TASK — In your copy, set down the entries exactly and exclude the pictures.
══ DATA
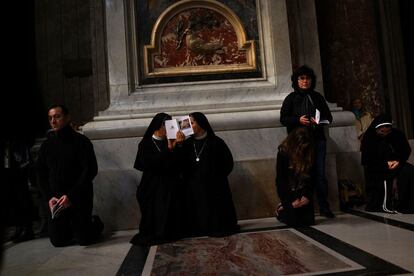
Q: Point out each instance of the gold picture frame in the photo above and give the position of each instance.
(180, 29)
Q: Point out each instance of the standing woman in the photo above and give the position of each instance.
(158, 192)
(295, 160)
(208, 162)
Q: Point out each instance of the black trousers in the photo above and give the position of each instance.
(74, 226)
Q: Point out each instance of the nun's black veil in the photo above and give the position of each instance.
(202, 121)
(156, 123)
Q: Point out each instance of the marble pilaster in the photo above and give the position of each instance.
(245, 113)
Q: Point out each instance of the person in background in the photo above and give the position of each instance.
(390, 178)
(159, 192)
(294, 183)
(306, 108)
(66, 166)
(362, 117)
(18, 199)
(208, 200)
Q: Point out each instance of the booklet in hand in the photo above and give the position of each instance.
(56, 209)
(182, 123)
(318, 118)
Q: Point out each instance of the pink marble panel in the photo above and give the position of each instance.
(278, 252)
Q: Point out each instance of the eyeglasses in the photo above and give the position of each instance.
(304, 77)
(55, 116)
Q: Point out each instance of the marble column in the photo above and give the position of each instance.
(245, 113)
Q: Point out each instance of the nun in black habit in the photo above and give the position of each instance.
(158, 193)
(208, 162)
(390, 179)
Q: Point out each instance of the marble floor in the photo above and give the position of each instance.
(354, 243)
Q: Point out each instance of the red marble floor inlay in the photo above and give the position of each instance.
(278, 252)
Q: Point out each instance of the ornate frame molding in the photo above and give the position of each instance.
(248, 46)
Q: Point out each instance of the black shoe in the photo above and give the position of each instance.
(327, 214)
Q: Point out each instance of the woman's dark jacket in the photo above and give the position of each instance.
(297, 104)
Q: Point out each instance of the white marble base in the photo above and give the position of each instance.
(252, 181)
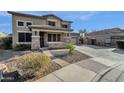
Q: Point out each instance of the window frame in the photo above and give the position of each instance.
(64, 25)
(28, 22)
(56, 38)
(25, 41)
(53, 22)
(20, 21)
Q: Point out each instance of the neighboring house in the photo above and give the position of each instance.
(41, 31)
(2, 34)
(106, 37)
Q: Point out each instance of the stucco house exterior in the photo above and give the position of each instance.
(106, 37)
(2, 35)
(41, 31)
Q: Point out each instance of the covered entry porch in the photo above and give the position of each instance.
(48, 38)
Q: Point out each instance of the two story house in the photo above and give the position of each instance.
(41, 31)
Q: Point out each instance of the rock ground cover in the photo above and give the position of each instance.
(75, 57)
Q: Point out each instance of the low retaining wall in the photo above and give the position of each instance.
(56, 45)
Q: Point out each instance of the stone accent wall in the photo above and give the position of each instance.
(35, 42)
(70, 40)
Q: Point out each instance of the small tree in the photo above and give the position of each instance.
(71, 48)
(6, 43)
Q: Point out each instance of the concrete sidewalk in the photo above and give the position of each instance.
(83, 71)
(104, 66)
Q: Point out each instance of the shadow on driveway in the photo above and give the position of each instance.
(119, 51)
(9, 55)
(98, 47)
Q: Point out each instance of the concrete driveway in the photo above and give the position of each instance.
(106, 64)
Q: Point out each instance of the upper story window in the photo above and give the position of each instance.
(24, 37)
(20, 23)
(28, 23)
(64, 26)
(51, 23)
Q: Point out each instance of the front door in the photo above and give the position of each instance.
(93, 41)
(41, 39)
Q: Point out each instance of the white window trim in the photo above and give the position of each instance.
(56, 38)
(23, 42)
(54, 20)
(21, 21)
(24, 32)
(18, 37)
(28, 21)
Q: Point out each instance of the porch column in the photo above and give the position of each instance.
(35, 40)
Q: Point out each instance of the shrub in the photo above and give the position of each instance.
(30, 63)
(71, 48)
(21, 47)
(120, 44)
(6, 43)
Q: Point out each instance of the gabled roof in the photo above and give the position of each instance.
(44, 16)
(107, 31)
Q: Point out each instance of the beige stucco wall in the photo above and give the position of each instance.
(35, 21)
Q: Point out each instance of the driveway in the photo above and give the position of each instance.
(106, 64)
(10, 55)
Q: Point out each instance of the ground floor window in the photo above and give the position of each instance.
(54, 37)
(24, 37)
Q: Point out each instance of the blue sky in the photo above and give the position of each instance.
(81, 19)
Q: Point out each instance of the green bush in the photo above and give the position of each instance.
(30, 63)
(71, 48)
(120, 44)
(21, 47)
(6, 43)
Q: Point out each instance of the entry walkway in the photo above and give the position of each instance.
(105, 65)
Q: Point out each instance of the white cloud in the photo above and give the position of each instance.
(3, 13)
(4, 24)
(87, 16)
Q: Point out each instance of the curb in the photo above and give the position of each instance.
(103, 73)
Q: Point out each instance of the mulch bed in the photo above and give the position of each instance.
(75, 57)
(37, 75)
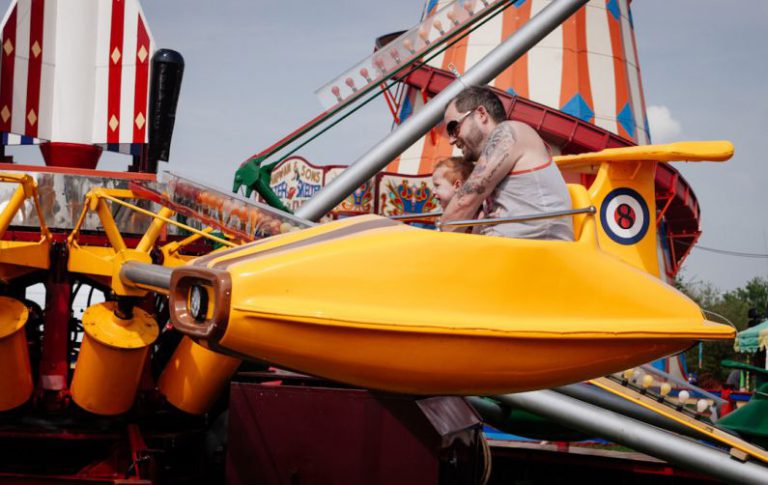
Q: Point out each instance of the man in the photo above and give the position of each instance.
(514, 174)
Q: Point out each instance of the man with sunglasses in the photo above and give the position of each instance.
════
TASK SOLUTION —
Q: Point out each instance of the gold picture frame in the photo above and give the position of each instance.
(180, 29)
Q: Point out each instance of the standing woman in the photo above and give the position of each instance.
(158, 192)
(295, 160)
(208, 162)
Q: Point out each instance of the black trousers in the photo above and give the position of each instance.
(74, 226)
Q: Point out each instance of the nun's black veil in the photo above and give the position of each instance.
(202, 121)
(156, 123)
Q: Point out each instance of the marble pilaster in the photo above and give the position of each instance.
(245, 113)
Q: Point out each instance of the person in background in the photo above and give the position of each instance.
(390, 178)
(159, 192)
(294, 183)
(306, 108)
(66, 166)
(362, 117)
(18, 199)
(208, 200)
Q: Point out each instance of the booklet in hand in the photo above and give the position of each instance.
(56, 209)
(182, 123)
(318, 118)
Q: Point out each instance of the pink marble panel in the photo above and give the position of each instance.
(278, 252)
Q: Point out each instance of the eyeglasses in the photo above and give the position of each instance.
(304, 77)
(55, 116)
Q: Point out each instance of the marble column in the photo above and give the position of each instance.
(245, 113)
Q: Point out each instance of the nun in black habit in the photo above and give the position of each instance.
(158, 193)
(208, 162)
(390, 179)
Q: Point out each instance of the marble floor in the photo above and give the position of each instance.
(354, 243)
Q: Point out each instance of the red marble floor inlay in the photo above and give the position of each instance.
(278, 252)
Q: Point out each instance of the ornate frame molding in the photo above and give the position of each instance.
(248, 46)
Q: Point out each instance of the black shoe in the photo above and give the position of each instance.
(327, 214)
Q: Point out each instance of the woman's dark jacket in the photo above and give the position of each instance.
(297, 104)
Q: Point out each instance of the white marble base in the photo above and give the position of each instance.
(252, 181)
Q: Point out each instance of the window frame in the photo above and give the position of each instance.
(64, 25)
(28, 22)
(56, 38)
(25, 41)
(53, 22)
(20, 21)
Q: Point out each instance of the neighboring house in the photo above and give the position of each instance.
(41, 31)
(2, 34)
(106, 37)
Q: Point out each instance of the stucco house exterior in the photo above and give the position of each instance.
(106, 37)
(2, 35)
(41, 31)
Q: Point out each instance of the covered entry porch in the photo above and give the position of each instance.
(48, 38)
Q: Point out each instance of the two story house in the photo above and give the position of each instance.
(41, 31)
Q: Point out each instance of the rock ground cover in the photo above and give the position of each instance.
(75, 57)
Q: Point out each instance of the low retaining wall in the photo above and give the position of each instance.
(56, 45)
Q: Point out each instance of the stone accent wall in the photo above and give the position of each instance.
(35, 42)
(70, 40)
Q: Point out each instance of the small tree in the photo above and give the position of each instance.
(71, 48)
(6, 43)
Q: Point out each instance of the concrete sidewalk in the photo above and give the position of each instance.
(83, 71)
(104, 66)
Q: Point out each instance of the shadow on driveway in the photo above and give the position of each instance.
(119, 51)
(9, 55)
(98, 47)
Q: Point out each instance of the concrete driveway in the photo above and give the position of each instance.
(106, 64)
Q: Point out each instance of the upper story window in the photo above and give the position of each instance.
(24, 37)
(20, 23)
(28, 23)
(64, 26)
(51, 23)
Q: Point out each instance of the front door in the photo above and give the position of each instance.
(93, 41)
(41, 39)
Q: Point out each instance of the white window trim in the photo above and give the position of each instance.
(56, 38)
(23, 42)
(54, 20)
(21, 21)
(24, 32)
(18, 37)
(28, 21)
Q: Point out each instance of the porch column in the photo above and give the position of each instance.
(35, 40)
Q: Point out each instance of the shrub in the photo above and give the position of each instance.
(30, 63)
(71, 48)
(21, 47)
(120, 44)
(6, 43)
Q: Point out each instance of the gabled roof in the photo above and give the position of each instance.
(44, 16)
(107, 31)
Q: Point out each instance of the beige stucco wall in the photo above and give the position of each instance.
(35, 21)
Q: Point out each instance of the driveway in the photo above and give the position of each instance.
(106, 64)
(10, 55)
Q: Point out each instance of the ground floor window in the photo above and give the position of each instance.
(54, 37)
(24, 37)
Q: Point out each instance of the blue sky in the photo above and give the position of each instance.
(81, 19)
Q: Point out each instance of the green bush in the photo above and give the position of each instance.
(30, 63)
(71, 48)
(120, 44)
(21, 47)
(6, 43)
Q: Point out each instance of the entry walkway in the photo above and give the position of each instance.
(105, 65)
Q: Point out each instance of the white cloud in the photo above and give the position of each instance.
(3, 13)
(4, 24)
(87, 16)
Q: Point out each instance of the curb in the photo above and give the position of each instance.
(103, 73)
Q: Point out each instance of the mulch bed in the photo above and give the position of each instance.
(75, 57)
(37, 75)
Q: Point out each instance of the man in the photo above and give the position of each instance.
(514, 174)
Q: Point out each instance of the man with sunglasses in the photo above and give the position of each instance.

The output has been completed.